| PAGE TEXT |
**********

At CES, Hyundai showcased a wearable ‘exoskeleton' that could give paraplegics and spinal injury patients new legs to stand on
Apart from cars, South Korean automobile manufacturer Hyundai appears to be serious about other forms of mobility as well. At the CES expo currently underway, the company showcased a range of three wearable ‘robots' that are aimed at assisting human movement, especially for those with limited mobility caused by injury or age.
The first, called the H-MEX (Hyundai Medical Exoskeleton), is targeted at patients who suffer from lower spinal cord injuries. This exoskeleton attaches to the lower half of the body, where it utilizes a wireless clutch and an on-board motion control system that work together to enable the wearer to stand, walk, turn and even use a staircase - activities that a patient with a debilitating spinal injury would otherwise be incapable of performing.

**********

(Stored data entries)
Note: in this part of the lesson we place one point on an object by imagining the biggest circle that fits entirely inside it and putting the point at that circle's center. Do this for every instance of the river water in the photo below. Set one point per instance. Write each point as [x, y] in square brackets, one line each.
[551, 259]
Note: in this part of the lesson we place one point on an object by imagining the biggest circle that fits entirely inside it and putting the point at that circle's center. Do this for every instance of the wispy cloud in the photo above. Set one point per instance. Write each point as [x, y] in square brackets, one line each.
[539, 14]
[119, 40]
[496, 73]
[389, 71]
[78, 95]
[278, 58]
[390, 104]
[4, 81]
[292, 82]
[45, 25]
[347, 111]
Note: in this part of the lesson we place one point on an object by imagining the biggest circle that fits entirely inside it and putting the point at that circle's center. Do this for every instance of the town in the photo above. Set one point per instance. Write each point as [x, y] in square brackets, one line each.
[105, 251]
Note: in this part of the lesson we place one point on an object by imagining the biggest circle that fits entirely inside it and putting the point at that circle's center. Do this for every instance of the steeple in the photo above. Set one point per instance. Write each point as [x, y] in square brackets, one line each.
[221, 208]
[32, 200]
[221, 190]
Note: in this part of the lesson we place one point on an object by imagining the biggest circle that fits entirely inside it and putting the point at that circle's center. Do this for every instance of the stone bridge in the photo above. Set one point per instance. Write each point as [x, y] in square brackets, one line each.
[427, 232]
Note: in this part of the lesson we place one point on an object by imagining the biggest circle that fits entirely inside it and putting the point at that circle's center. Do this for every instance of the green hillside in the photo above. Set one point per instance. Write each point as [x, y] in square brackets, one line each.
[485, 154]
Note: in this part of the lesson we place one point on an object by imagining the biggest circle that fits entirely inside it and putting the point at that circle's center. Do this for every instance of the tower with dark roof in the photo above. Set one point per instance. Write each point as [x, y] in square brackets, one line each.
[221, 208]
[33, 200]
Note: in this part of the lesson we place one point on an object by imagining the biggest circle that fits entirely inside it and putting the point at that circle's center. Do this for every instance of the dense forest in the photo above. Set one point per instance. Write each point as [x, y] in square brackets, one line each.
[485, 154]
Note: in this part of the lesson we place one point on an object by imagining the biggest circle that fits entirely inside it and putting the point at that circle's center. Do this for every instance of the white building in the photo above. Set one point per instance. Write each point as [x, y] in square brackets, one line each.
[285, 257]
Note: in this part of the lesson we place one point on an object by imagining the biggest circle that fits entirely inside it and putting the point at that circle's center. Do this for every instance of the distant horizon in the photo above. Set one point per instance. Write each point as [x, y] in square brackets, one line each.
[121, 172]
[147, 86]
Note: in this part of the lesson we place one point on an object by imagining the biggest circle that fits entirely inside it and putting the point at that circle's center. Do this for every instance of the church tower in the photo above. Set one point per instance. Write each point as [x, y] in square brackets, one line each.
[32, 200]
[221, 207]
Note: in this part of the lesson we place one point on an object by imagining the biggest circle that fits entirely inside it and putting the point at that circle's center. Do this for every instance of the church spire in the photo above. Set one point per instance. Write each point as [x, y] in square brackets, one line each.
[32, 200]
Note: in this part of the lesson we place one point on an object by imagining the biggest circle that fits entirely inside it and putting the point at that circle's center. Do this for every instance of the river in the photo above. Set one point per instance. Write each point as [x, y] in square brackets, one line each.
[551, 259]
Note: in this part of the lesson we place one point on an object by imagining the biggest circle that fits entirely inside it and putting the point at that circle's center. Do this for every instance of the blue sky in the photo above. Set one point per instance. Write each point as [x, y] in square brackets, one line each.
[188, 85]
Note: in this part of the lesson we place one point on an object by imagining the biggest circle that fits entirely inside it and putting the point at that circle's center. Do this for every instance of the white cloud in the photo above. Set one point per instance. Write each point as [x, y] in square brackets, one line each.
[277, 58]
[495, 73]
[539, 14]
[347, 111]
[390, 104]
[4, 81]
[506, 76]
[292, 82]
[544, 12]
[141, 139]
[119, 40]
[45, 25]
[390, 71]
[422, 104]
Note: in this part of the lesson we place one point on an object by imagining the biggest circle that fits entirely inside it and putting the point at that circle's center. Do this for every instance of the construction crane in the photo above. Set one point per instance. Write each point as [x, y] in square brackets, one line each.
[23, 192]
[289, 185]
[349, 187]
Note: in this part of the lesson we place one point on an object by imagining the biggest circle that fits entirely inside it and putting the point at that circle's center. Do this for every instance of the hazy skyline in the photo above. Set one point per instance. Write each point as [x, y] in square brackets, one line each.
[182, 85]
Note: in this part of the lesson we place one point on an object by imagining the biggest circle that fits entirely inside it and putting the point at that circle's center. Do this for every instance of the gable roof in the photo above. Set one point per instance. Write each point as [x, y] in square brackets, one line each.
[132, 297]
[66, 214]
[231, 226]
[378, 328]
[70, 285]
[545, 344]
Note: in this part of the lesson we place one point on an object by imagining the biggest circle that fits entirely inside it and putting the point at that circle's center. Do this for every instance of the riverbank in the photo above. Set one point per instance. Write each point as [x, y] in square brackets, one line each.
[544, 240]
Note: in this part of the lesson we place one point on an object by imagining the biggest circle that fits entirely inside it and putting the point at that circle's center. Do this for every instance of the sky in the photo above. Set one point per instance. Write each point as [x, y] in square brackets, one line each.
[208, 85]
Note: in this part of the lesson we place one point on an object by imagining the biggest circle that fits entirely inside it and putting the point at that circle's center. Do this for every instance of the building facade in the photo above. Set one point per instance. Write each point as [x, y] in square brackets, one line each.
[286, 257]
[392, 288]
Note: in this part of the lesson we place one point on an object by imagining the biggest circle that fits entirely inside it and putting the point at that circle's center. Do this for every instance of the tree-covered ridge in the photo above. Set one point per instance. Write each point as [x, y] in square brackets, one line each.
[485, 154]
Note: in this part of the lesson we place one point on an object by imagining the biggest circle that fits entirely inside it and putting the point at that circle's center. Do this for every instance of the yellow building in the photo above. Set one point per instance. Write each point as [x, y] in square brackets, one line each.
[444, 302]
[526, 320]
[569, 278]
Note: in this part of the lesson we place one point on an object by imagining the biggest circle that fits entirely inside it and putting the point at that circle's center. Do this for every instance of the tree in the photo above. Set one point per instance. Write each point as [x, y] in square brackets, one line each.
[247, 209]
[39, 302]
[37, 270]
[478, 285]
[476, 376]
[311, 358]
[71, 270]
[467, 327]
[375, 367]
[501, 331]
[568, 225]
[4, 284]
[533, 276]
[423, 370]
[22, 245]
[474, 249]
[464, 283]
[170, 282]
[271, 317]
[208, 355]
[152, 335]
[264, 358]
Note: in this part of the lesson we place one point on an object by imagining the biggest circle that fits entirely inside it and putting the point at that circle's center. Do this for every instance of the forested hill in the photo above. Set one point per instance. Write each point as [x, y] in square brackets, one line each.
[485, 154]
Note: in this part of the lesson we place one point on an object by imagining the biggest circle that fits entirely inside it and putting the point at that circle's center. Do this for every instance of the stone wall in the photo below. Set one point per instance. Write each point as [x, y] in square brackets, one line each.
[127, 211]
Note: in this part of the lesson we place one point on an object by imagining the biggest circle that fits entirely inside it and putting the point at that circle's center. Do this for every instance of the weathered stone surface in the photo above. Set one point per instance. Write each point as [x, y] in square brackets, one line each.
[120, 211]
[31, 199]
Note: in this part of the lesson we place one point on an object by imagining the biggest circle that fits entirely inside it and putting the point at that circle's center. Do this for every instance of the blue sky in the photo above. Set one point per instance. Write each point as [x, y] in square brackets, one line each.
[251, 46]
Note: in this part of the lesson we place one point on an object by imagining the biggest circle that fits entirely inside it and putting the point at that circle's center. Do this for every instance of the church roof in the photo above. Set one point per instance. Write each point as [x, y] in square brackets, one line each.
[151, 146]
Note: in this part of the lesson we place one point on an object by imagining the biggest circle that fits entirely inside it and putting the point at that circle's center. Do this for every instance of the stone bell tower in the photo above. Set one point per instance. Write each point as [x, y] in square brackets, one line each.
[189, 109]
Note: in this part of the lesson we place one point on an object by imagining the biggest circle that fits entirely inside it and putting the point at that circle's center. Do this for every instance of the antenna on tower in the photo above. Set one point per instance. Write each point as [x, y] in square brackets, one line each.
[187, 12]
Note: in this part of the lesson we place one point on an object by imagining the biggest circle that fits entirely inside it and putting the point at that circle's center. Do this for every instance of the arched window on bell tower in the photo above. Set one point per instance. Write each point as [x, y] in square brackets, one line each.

**********

| TRY IT |
Please translate this sentence from the Hyundai exoskeleton text into Spanish: "The first, called the H-MEX (Hyundai Medical Exoskeleton), is targeted at patients who suffer from lower spinal cord injuries." Rely only on the Hyundai exoskeleton text when answering.

| EXERCISE SOLUTION |
El primero, llamado H-MEX (Hyundai Medical Exoskeleton), está dirigido a pacientes que sufren lesiones en la parte inferior de la médula espinal.